• TASK DESCRIPTION: Can you lay out each line of the rows below as a numbered list, leaving out any blank lines?

• RECORDS SHOWN:
· · ·

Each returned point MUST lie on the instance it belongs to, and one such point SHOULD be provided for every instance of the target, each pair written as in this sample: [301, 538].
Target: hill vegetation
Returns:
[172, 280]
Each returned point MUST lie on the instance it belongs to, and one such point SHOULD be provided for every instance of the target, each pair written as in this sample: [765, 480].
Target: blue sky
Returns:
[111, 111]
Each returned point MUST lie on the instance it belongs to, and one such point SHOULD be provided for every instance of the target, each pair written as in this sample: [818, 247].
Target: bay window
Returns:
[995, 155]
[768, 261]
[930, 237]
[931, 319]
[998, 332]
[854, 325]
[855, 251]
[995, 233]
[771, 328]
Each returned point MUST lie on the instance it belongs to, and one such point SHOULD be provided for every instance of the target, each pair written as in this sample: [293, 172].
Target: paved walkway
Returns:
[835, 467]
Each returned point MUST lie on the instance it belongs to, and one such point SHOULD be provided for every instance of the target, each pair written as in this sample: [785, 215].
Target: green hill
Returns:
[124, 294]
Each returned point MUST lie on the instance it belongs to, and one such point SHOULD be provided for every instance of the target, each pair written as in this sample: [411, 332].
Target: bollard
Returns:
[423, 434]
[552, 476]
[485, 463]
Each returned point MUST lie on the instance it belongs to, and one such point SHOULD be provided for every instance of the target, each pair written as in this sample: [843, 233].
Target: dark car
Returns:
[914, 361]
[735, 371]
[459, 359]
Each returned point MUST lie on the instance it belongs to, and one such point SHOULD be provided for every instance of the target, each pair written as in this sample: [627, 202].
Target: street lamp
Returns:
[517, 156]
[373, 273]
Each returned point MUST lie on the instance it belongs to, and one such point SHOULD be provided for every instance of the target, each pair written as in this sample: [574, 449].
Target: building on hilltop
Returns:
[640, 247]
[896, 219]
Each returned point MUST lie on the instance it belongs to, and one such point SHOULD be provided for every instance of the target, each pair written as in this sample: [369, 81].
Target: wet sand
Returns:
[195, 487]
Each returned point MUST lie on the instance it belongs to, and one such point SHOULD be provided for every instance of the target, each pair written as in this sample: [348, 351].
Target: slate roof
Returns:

· · ·

• ANSWER IN FULL:
1. Each returned point MUST lie on the instance it belongs to, and one such point SHOULD be provided for every instance of the target, each pair written as in this sample: [301, 538].
2. Target: hill vegetation
3. Returns:
4. [172, 280]
5. Each returned point MUST lie on the instance it belongs to, and one such point SHOULD be provided for every instance of the target, each pair written as in this sample: [765, 480].
6. Target: blue sky
7. Returns:
8. [111, 111]
9. Each returned point MUST lie on the instance it belongs to, and one such point SHOULD be provided for every instance of the target, each pair written as in this sample: [818, 247].
10. Target: bay window
11. Returns:
12. [995, 155]
13. [768, 261]
14. [930, 237]
15. [931, 319]
16. [998, 332]
17. [854, 325]
18. [855, 251]
19. [995, 233]
20. [771, 328]
21. Each returned point MUST lie on the instance it belongs to, and one such point SHOULD be provided for every instance of the target, each pair written as in this sample: [293, 172].
22. Target: paved walkway
23. Returns:
24. [835, 467]
25. Each returned point MUST lie on the instance it belongs to, and one such point SHOULD be provided for every instance of the target, each pair written as in this sample: [785, 215].
26. Target: green hill
27. Returns:
28. [124, 294]
29. Each returned point MUST lie on the instance it belongs to, and one such point SHOULD be provided for every instance of the target, each pair written as in this sample: [411, 332].
30. Target: bollard
31. Returns:
32. [423, 434]
33. [552, 476]
34. [485, 463]
35. Each returned point MUST lie on the instance it belongs to, and one such point SHOULD be provided for every instance of the target, each pair written as in this sample: [843, 233].
36. Target: dark car
37. Returns:
38. [914, 361]
39. [735, 371]
40. [459, 359]
41. Each returned point MUST lie on the instance it belongs to, and one such point SHOULD be provided for every instance of the target, each pair written as in this sample: [627, 202].
42. Target: street lamp
43. Returns:
44. [517, 156]
45. [373, 273]
46. Each returned point MUST lie on the instance it belongs to, and one such point SHOULD be provided for every instance of the target, each pair written as in this sample: [574, 449].
47. Target: building on hilltop
48. Returns:
49. [640, 247]
50. [896, 219]
51. Each returned point MUST lie on the instance it belongs to, and one such point SHOULD be provided for every instance of the target, each pair written as in this sample: [369, 81].
52. Target: wet sand
53. Returns:
54. [195, 487]
55. Each returned point MUST lie on the instance it belongs to, and one such point SHOULD be provided for every instance of the target, each pair written as in this sample: [348, 351].
56. Target: slate roof
57. Returns:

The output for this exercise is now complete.